What needs to be done: According to the text about Frama-C, what was the Eva plug-in previously called?

--- begin Article ---

It can also happen that, because of approximations during its computations,
Frama-C emits warnings for constructs
that do not cause any run-time errors. These are called ``false alarms''.
On the other hand, the fact that \Eva{}
computes correct, over-approximated sets of possible values prevents it
from remaining silent on a program that contains a run-time error. For
instance, a particular division in the analyzed program
is the object of a warning
as soon as the set of possible values for the divisor
contains zero. Only
if the set of possible values computed by \Eva{}
does not contain zero is the warning omitted, and
that means that the divisor really cannot be null at run-time.
\section{From Value Analysis to \Eva{}}
The \Eva{} plug-in was previously called the \emph{Value Analysis plug-in}.
Following major changes in its expressivity and overall precision,
the plugin was subsequently renamed to \emph{Evolved Value Analysis}, or
\Eva{} for short. Those changes were first made available with the
Aluminium version of Frama-C. They are presented in section~\ref{sec:eva}.

--- end Article ---
--- begin Data rows ---

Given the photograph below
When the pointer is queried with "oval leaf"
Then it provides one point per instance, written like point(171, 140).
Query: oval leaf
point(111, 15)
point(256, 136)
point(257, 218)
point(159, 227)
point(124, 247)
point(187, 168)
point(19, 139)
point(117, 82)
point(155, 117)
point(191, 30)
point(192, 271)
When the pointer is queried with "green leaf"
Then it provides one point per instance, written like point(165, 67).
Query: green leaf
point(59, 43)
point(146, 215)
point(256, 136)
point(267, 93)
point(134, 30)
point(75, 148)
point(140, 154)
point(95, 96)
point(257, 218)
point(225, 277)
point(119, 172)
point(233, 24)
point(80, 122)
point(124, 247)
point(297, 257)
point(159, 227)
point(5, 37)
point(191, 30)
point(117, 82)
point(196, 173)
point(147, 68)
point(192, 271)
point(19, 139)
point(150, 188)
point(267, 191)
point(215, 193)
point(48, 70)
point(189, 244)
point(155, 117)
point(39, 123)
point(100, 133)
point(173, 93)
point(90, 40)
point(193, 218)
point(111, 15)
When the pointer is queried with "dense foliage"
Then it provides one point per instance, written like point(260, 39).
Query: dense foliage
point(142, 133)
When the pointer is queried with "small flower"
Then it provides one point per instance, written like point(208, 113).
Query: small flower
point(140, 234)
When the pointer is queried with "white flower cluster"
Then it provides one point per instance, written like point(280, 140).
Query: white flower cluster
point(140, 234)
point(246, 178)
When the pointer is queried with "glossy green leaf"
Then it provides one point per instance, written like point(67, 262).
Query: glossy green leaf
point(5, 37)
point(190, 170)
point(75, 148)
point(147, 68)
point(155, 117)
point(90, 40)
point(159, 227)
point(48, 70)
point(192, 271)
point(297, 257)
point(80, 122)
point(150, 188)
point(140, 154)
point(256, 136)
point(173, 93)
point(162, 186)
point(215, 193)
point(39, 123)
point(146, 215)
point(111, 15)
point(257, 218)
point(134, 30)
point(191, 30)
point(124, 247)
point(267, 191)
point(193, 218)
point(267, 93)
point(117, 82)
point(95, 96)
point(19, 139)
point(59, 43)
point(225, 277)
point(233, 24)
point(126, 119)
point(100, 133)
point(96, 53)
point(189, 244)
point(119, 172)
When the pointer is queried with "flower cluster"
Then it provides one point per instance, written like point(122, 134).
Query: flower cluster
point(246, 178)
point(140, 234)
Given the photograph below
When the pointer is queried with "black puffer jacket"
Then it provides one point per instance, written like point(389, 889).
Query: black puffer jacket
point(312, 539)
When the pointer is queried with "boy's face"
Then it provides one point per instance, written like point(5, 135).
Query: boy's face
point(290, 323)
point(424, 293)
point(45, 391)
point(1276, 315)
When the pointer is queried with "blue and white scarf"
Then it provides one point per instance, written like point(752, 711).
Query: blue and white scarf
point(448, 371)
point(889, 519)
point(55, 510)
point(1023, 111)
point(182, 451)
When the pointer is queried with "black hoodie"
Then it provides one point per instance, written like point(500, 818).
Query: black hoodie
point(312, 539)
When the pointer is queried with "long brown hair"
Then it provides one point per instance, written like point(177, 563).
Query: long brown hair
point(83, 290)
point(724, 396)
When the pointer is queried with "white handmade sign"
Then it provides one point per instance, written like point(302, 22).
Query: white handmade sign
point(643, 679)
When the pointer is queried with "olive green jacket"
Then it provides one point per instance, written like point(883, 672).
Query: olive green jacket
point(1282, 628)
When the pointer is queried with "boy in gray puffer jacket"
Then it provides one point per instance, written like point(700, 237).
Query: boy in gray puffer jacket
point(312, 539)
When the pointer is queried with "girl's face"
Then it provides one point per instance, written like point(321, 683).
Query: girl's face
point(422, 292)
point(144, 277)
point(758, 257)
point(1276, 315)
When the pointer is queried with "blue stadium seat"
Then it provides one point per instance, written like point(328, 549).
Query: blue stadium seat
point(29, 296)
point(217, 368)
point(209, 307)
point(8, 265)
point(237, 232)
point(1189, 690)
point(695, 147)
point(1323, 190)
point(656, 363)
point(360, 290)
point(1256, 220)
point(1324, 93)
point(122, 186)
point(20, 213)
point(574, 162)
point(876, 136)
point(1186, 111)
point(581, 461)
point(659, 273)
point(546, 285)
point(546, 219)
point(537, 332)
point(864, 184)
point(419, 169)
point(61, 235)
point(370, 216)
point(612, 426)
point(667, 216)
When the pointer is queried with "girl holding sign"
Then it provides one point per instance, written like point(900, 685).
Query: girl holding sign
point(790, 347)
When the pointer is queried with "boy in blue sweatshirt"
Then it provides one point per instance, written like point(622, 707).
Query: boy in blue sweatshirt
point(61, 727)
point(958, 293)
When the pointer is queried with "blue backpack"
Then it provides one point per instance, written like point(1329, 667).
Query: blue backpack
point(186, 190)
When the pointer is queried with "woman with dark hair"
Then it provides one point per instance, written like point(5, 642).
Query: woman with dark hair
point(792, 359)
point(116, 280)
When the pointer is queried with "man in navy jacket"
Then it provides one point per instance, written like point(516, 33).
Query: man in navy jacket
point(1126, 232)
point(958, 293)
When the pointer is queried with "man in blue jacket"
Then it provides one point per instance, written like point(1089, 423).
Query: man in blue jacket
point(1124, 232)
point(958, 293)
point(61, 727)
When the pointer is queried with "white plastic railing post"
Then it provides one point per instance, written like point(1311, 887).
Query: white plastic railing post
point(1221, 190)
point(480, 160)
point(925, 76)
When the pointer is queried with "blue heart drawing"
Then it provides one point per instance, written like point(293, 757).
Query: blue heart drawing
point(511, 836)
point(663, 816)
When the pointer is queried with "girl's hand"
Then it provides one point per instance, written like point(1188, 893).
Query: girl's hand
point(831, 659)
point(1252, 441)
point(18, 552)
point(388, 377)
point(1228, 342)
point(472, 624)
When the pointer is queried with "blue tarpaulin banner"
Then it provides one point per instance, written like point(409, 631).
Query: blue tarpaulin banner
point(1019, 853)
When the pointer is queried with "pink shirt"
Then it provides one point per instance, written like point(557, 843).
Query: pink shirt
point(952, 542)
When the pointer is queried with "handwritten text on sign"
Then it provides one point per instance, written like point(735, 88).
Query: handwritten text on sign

--- end Data rows ---

Answer to the task: The Value Analysis plug-in.